Task prompt :: Extract each line of the material below that contains the string "trunk". Case is significant.

Stored items ::
* * * * * * * * *
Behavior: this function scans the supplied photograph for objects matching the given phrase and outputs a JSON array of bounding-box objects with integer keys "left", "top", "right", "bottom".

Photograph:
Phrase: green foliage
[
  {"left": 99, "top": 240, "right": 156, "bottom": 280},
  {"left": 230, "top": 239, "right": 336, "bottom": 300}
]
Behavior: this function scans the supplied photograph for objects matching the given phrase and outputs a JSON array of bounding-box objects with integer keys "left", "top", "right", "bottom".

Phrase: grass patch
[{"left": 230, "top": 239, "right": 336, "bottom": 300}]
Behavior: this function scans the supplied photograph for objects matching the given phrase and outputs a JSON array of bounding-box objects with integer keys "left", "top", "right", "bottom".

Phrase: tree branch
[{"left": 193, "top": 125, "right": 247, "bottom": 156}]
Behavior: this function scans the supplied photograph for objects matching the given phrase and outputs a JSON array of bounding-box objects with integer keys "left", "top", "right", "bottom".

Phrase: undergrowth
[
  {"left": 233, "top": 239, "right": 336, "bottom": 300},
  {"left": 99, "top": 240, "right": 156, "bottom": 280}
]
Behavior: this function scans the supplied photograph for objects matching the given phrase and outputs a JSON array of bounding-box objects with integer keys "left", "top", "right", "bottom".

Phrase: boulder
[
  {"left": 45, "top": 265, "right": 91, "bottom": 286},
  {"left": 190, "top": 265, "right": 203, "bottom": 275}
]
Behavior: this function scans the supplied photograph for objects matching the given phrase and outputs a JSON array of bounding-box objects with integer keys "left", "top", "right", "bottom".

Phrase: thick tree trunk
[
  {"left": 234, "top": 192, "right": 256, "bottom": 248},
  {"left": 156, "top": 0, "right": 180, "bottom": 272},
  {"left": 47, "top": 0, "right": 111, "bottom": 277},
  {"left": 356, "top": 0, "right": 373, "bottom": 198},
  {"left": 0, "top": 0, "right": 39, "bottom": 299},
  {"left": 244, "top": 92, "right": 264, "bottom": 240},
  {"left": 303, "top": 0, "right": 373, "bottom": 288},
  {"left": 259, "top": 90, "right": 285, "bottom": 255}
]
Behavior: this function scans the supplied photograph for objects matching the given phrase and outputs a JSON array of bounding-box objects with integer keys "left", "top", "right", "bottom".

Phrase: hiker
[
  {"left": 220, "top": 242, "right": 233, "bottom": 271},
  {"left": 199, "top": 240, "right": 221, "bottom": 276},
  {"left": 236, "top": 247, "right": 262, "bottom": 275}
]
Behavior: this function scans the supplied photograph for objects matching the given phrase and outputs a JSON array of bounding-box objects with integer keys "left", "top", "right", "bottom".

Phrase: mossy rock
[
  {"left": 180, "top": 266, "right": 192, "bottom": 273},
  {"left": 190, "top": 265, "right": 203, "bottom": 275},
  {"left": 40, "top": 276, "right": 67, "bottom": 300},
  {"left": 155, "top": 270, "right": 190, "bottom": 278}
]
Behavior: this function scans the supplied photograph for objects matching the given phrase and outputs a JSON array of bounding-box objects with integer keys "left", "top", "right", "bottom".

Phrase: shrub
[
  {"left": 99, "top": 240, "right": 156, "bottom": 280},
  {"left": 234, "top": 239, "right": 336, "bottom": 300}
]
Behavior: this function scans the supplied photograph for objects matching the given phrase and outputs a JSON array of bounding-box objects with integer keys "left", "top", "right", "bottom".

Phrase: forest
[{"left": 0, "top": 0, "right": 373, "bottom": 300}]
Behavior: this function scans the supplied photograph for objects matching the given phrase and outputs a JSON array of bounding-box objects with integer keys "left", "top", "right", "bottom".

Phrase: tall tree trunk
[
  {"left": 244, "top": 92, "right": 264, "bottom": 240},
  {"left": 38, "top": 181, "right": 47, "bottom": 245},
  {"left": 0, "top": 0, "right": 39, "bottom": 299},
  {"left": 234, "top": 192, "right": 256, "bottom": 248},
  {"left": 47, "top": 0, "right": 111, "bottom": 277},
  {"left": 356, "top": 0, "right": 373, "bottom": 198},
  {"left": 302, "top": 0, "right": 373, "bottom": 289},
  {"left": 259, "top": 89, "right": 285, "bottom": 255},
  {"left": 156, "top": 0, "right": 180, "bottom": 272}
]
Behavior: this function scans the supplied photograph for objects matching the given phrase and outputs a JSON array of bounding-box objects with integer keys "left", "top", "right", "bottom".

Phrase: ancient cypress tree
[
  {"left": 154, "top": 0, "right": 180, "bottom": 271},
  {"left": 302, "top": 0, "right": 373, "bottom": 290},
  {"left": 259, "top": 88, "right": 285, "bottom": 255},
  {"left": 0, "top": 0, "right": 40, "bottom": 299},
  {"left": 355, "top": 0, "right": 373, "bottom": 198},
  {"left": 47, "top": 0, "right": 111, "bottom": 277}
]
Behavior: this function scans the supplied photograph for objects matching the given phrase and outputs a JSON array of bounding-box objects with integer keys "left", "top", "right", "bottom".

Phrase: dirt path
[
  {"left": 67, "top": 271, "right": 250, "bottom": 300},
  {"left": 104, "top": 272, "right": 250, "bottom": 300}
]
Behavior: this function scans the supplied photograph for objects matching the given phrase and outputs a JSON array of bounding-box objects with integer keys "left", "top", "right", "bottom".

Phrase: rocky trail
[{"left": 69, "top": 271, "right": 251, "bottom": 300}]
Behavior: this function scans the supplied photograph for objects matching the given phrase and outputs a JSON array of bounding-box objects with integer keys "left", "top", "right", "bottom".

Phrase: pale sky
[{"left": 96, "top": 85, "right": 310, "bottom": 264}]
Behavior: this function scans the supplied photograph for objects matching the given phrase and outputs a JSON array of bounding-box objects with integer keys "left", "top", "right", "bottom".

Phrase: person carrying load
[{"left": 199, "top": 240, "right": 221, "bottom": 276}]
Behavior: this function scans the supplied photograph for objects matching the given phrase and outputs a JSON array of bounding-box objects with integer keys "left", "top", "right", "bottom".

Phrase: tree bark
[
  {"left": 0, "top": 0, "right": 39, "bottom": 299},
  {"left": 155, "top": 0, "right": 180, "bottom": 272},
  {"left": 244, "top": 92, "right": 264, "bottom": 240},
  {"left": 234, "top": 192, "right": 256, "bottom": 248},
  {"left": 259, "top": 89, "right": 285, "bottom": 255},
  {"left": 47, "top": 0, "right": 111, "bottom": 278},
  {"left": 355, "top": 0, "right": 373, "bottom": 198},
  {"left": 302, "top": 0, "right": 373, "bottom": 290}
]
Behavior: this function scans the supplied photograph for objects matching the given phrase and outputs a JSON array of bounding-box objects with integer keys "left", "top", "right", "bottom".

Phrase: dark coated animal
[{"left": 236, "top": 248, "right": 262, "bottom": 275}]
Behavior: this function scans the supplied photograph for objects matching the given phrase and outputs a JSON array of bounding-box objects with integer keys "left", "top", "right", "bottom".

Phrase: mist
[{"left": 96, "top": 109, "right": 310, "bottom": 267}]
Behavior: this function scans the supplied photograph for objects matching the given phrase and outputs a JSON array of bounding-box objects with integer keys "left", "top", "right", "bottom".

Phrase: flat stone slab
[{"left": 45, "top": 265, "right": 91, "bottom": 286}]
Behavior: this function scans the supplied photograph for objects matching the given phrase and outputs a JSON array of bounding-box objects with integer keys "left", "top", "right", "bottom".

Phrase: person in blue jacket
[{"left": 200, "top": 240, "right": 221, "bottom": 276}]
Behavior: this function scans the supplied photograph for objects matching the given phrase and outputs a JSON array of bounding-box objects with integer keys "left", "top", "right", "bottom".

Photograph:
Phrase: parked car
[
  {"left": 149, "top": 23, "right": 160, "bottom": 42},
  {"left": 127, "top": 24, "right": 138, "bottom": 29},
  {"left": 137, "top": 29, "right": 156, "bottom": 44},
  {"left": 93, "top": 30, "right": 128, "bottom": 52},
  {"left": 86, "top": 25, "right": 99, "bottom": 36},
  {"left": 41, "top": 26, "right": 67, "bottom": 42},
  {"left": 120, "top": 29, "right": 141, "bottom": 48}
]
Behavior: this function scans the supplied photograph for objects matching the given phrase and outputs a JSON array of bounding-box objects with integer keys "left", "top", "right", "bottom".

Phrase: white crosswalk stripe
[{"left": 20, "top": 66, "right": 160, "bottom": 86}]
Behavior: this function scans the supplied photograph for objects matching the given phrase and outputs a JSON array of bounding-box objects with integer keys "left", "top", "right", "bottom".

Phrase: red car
* * * * * * * * *
Task output ::
Phrase: thick tree trunk
Phrase: tall tree trunk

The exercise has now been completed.